(What you need to do) Count the lines in the items below that contain the string "tile", treating uppercase and lowercase as different. Give only the number.

--- Records shown ---

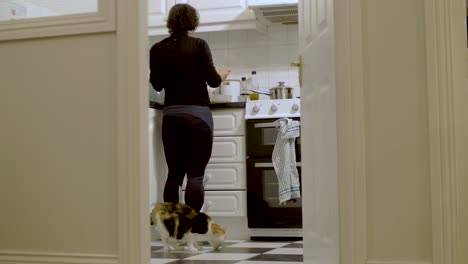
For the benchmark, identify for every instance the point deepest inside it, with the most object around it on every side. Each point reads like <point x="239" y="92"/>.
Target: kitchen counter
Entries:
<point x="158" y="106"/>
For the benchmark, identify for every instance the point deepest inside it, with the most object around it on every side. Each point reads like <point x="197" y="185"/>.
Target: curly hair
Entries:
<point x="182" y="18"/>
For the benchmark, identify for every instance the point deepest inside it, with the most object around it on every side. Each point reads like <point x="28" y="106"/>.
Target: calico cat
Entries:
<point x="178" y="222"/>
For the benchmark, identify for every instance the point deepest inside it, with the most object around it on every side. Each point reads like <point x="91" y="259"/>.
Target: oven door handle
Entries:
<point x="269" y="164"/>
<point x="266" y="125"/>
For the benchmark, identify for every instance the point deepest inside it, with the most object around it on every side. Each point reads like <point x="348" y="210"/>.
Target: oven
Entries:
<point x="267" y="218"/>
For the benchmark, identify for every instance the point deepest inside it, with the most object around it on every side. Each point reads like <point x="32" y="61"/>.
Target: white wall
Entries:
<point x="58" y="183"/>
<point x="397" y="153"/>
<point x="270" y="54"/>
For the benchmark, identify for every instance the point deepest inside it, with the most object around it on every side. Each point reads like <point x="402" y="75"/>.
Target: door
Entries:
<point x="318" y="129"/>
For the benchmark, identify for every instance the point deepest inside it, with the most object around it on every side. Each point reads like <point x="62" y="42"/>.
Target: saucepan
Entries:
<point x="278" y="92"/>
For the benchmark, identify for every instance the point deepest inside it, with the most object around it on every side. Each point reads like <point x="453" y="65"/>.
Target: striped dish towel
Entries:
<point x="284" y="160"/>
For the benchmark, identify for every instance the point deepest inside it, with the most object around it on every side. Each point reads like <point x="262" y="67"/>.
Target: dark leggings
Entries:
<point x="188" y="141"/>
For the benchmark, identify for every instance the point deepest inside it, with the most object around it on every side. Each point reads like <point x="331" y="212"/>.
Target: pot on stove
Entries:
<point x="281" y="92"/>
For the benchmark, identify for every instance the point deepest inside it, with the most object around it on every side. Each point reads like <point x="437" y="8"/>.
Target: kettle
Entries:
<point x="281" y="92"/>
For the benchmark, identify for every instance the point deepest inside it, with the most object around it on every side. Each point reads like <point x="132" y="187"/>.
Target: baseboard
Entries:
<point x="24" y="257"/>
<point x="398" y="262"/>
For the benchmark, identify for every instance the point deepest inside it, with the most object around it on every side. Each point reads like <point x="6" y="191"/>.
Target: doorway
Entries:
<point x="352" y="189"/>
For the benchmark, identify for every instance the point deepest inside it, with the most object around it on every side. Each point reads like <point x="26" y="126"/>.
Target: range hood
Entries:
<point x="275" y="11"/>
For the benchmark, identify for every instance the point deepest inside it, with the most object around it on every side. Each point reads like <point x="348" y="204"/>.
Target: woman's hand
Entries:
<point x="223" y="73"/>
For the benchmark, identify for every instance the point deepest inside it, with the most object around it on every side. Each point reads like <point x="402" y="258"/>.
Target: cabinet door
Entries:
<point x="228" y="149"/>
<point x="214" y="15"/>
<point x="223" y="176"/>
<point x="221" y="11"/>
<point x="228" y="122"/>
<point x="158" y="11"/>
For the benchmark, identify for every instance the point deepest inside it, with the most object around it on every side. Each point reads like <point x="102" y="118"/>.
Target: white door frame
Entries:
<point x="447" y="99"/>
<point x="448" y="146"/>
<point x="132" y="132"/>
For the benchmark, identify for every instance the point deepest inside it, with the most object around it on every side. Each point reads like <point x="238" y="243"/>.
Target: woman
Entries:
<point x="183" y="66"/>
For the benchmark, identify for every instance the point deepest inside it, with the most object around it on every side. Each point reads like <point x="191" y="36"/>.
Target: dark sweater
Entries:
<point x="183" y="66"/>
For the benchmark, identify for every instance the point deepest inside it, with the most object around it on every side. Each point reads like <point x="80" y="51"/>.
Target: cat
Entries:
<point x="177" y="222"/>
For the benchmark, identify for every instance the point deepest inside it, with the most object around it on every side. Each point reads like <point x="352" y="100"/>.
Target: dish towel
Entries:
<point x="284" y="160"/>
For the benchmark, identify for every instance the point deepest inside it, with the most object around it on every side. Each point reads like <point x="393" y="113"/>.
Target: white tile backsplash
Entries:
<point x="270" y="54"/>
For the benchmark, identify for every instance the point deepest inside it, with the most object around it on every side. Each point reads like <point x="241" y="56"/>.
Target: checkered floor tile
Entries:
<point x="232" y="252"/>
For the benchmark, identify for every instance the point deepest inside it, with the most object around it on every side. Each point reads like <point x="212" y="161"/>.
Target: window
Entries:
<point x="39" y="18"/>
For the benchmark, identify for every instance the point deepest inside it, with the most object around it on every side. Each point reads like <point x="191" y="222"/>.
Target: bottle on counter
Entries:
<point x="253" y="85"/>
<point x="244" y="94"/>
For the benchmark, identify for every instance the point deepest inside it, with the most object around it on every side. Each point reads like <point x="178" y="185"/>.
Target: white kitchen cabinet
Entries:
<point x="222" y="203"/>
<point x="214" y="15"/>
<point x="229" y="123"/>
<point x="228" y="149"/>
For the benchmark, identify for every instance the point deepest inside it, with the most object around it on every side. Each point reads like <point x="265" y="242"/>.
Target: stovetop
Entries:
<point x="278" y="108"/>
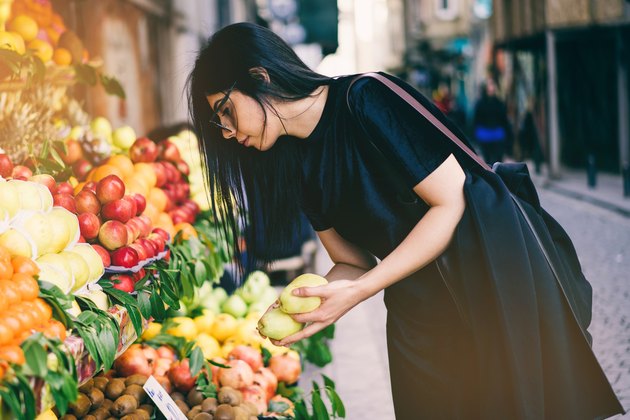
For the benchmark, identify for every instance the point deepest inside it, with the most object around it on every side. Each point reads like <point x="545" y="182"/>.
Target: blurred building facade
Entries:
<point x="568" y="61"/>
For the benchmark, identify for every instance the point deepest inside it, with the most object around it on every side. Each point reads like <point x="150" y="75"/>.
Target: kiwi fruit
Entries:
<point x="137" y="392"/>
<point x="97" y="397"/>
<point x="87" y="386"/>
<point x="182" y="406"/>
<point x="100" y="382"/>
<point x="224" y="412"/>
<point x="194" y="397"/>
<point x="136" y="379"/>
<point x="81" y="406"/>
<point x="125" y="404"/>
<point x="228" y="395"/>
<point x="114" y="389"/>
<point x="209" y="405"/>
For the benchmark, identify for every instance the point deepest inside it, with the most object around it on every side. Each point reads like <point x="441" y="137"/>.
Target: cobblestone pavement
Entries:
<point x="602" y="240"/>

---
--- Records shown ---

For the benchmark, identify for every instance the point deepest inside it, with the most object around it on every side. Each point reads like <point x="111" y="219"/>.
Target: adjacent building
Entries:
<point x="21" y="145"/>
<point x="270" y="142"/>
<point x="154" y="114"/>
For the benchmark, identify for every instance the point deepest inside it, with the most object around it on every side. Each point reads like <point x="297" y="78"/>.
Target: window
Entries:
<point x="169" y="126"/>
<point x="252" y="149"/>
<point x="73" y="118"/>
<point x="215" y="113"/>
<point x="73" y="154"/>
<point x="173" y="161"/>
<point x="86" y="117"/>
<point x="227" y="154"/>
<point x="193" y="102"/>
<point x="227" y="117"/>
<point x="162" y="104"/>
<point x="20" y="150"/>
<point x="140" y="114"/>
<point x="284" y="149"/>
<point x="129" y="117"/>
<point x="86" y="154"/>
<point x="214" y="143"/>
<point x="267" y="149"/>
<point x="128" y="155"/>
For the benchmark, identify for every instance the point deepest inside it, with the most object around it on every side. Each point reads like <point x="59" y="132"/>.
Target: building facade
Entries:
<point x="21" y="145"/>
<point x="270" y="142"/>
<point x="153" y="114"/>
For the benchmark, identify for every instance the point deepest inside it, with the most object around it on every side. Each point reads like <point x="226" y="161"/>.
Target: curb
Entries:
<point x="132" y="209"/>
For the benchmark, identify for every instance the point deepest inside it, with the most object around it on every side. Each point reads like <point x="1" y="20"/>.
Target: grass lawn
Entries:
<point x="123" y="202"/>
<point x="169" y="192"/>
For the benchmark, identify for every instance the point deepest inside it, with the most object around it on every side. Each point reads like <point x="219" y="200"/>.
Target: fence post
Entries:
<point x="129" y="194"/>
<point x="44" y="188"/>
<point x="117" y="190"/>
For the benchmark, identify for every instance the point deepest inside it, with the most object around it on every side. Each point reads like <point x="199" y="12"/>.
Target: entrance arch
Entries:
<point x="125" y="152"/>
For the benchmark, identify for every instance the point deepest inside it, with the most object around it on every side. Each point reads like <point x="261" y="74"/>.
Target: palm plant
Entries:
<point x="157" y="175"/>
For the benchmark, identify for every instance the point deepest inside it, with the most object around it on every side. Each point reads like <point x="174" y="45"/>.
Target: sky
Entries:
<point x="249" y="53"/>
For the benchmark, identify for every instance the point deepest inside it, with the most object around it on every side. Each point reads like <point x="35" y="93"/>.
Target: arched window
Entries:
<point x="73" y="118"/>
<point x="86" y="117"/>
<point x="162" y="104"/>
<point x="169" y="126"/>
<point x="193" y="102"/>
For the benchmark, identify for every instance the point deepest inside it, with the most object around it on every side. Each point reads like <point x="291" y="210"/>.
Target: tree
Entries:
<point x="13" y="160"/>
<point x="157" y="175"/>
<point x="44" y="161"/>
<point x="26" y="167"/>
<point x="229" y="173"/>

---
--- Records shown ---

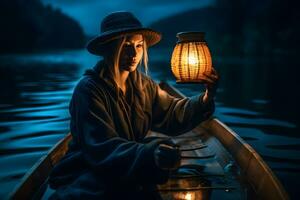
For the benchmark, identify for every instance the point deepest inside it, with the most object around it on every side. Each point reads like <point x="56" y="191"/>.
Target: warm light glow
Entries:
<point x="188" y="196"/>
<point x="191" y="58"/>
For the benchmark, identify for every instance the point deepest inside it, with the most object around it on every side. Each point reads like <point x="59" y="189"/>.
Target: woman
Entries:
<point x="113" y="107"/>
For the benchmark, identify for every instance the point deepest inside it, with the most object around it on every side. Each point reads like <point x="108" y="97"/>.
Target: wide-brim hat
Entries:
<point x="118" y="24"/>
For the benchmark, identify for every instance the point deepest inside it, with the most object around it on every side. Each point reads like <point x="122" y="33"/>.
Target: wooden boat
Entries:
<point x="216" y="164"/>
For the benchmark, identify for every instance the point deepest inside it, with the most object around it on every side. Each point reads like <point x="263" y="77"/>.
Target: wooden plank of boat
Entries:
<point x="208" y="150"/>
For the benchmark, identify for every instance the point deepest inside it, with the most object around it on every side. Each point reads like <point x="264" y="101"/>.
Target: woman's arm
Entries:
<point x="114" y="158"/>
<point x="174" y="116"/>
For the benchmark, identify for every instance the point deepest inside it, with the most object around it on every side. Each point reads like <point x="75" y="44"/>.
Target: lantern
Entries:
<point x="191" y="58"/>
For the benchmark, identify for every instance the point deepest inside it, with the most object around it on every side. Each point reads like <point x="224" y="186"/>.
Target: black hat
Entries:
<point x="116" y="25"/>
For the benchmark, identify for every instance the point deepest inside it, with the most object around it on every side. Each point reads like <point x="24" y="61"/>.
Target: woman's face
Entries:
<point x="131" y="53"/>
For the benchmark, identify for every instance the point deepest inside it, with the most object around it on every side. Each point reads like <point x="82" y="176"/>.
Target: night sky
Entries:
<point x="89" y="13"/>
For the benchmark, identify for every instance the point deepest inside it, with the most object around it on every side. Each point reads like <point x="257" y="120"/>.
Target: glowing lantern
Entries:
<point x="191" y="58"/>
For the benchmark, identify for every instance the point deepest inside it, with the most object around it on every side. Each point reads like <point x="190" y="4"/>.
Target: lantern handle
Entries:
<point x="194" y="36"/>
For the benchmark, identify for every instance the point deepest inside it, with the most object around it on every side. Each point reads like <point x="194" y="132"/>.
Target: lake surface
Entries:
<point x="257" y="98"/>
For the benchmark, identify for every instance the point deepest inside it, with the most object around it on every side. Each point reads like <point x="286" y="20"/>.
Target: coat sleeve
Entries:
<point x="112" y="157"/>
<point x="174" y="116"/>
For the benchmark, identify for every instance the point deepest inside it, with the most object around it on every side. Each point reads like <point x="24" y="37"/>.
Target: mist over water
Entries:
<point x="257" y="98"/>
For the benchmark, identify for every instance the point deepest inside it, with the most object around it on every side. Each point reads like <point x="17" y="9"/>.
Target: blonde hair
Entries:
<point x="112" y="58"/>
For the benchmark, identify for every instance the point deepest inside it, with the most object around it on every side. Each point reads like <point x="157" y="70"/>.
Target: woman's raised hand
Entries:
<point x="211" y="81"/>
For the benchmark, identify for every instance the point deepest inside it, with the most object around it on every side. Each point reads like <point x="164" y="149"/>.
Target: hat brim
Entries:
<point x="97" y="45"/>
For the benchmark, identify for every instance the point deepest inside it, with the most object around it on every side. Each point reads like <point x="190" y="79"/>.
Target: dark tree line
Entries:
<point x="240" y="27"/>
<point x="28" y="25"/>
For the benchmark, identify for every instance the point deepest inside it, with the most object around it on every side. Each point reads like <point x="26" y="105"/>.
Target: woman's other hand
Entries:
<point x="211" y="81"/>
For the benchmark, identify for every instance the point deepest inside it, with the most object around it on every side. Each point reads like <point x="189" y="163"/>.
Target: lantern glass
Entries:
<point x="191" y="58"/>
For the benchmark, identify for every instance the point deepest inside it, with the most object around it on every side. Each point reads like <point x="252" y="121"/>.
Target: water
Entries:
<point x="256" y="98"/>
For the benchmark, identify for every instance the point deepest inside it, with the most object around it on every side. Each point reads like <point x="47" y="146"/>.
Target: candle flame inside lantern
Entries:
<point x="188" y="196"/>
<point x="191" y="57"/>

---

(Full output) 2